#### STATED TASK:
Repeat, without any change, the entries presented below.

# # # # # # #

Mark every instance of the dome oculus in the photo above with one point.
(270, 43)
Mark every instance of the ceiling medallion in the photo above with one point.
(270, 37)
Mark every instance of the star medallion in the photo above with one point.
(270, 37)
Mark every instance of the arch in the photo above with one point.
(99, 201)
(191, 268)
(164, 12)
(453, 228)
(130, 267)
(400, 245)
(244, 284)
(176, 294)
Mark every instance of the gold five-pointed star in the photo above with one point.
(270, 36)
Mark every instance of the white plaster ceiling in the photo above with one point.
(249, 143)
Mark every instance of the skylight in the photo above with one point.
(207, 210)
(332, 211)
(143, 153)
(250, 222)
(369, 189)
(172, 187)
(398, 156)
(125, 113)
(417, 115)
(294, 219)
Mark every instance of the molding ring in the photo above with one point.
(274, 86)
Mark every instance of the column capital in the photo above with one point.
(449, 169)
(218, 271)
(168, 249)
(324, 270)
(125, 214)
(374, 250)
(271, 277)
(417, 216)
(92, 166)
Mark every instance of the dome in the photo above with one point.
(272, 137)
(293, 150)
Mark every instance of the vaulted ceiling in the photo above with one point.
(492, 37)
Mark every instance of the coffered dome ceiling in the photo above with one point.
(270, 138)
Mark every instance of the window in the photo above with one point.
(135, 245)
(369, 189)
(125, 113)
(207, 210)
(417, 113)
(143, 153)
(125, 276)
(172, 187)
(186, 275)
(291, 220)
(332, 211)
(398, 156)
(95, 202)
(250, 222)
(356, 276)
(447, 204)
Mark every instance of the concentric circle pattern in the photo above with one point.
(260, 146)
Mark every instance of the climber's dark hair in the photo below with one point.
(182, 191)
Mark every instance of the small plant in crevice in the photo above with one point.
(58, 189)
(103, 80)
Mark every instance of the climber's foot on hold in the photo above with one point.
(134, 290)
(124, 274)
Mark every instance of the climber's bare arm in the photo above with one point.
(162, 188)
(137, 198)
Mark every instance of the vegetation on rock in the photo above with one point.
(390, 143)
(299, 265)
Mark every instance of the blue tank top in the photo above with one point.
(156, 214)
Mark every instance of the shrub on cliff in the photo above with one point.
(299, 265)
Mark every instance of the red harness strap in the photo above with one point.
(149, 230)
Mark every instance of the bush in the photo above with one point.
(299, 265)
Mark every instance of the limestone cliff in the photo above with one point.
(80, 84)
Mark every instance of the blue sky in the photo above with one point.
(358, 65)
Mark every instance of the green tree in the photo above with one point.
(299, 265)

# # # # # # #

#### REPLY TO THE EXERCISE:
Mark every instance of the dome oculus in the photo above with one point.
(270, 43)
Mark every instance of the ceiling medallion in the photo above with one point.
(270, 37)
Mark every instance of the star medallion in the photo above with one point.
(270, 37)
Mark every instance of the arch in the photo above with one point.
(99, 201)
(191, 268)
(164, 12)
(453, 228)
(130, 267)
(400, 245)
(244, 284)
(176, 294)
Mark every instance of the gold five-pointed star in the photo above with one point.
(270, 36)
Mark every instance of the white plaster ceiling in the photo above with one point.
(249, 143)
Mark every instance of the skylight in the photo above with one point.
(207, 210)
(332, 211)
(143, 153)
(250, 222)
(369, 189)
(172, 187)
(398, 156)
(125, 113)
(417, 115)
(294, 219)
Mark every instance of the molding ring in the photo above with one point.
(274, 86)
Mark every instance of the column capital in the photo above with one point.
(449, 169)
(218, 271)
(168, 249)
(324, 270)
(125, 214)
(374, 250)
(271, 277)
(417, 216)
(92, 166)
Mark every instance of the dome in the photo above with one point.
(272, 137)
(293, 150)
Mark every instance of the vaulted ceiling in the photo above with one point.
(492, 37)
Mark every instance of the coffered dome ceiling in the photo above with one point.
(270, 138)
Mark every instance of the window in the photo above with one point.
(135, 245)
(369, 189)
(125, 113)
(207, 210)
(417, 113)
(143, 153)
(125, 276)
(172, 187)
(186, 275)
(291, 220)
(332, 211)
(398, 156)
(95, 202)
(250, 222)
(356, 276)
(447, 204)
Mark every instance of the concentric circle pattern in the photo above with one point.
(260, 146)
Mark every instance of the climber's dark hair in the photo below with one point.
(182, 191)
Mark every instance of the small plant in crevice in the photo above with one point.
(58, 189)
(103, 80)
Mark every instance of the climber's foot on hold in the photo above with one point.
(134, 290)
(124, 274)
Mark every instance of the climber's bare arm in the photo above with one point.
(162, 188)
(137, 198)
Mark every instance of the vegetation on rock in the photo above with one point.
(390, 143)
(299, 265)
Mark every instance of the blue tank top in the photo above with one point.
(156, 214)
Mark every instance of the shrub on cliff in the photo above with one point.
(299, 265)
Mark every instance of the red harness strap in the photo above with one point.
(149, 230)
Mark every instance of the bush in the photo above with one point.
(299, 265)
Mark every instance of the limestone cliff in the photo above with one point.
(80, 84)
Mark every instance of the blue sky in the photo above with one point.
(358, 65)
Mark every instance of the green tree in the photo above with one point.
(299, 265)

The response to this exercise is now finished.